- **GIVEN TEXT**
The combining amount of said conductive filler is in such an amount that the resulting intermediate transferring belt or the transferring and fusing belt has a proper resistance and said amount of said conductive filler may be adjusted considering the electric property of said conductive filler, so that concretely the surface resistance of said synthetic resin base may be in the range of between 5 and 14 log Ω/□ and the volume resistance may be in the range of between 5 and 13 logΩ · cm.
A conductive synthetic resin may be used as said resin base itself. In this case the conductive filler may be unnecessary. Said conductive synthetic resin may be an aromatic polyimide including an acid anhydride part and a diamine part in its repeating unit and said aromatic polyimide and said diamine part are bound together through the conjugated system or sulfur atom.
A common additive for the thermoplastic resin such as a rubber, thermoplastic elastomer, lubricant, plasticizer, thermal stabilizer, light stabilizer, flame-retardant, antiflame agent, antioxidant, release agent and the like may be added to said resin base in an amount commonly used.

- **EXERCISES**
(a) Output the portion of the passage on belt resin materials between "The combining amount" and "13 logΩ · cm.", inclusive.
(b) According to the passage on belt resin materials, on what basis is the amount of conductive filler determined, and what resistance ranges should result? Answer in one to three sentences.
The lines that follow come from a different source than the text above.

- **MATERIAL PROVIDED**
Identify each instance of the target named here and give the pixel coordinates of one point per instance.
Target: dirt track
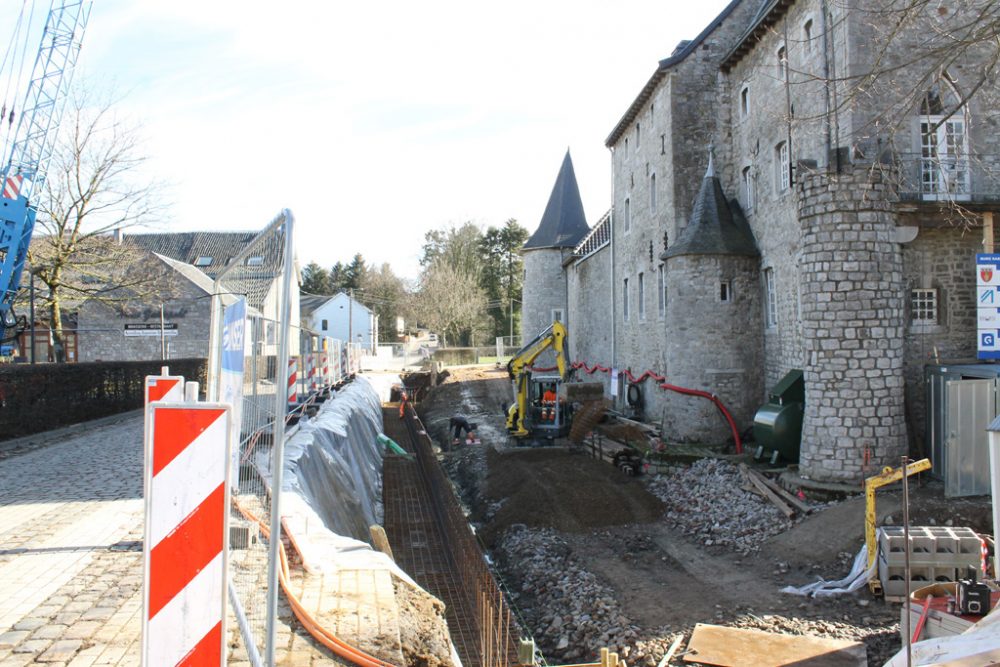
(662, 581)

- **TASK-BY-TASK RESULTS**
(a)
The combining amount of said conductive filler is in such an amount that the resulting intermediate transferring belt or the transferring and fusing belt has a proper resistance and said amount of said conductive filler may be adjusted considering the electric property of said conductive filler, so that concretely the surface resistance of said synthetic resin base may be in the range of between 5 and 14 log Ω/□ and the volume resistance may be in the range of between 5 and 13 logΩ · cm.

(b) The filler is added in an amount that gives the resulting intermediate transferring belt, or the transferring and fusing belt, a proper resistance, and the amount may be adjusted according to the filler's electric property. Concretely, the surface resistance of the synthetic resin base should be between 5 and 14 log Ω/□, and the volume resistance between 5 and 13 log Ω · cm.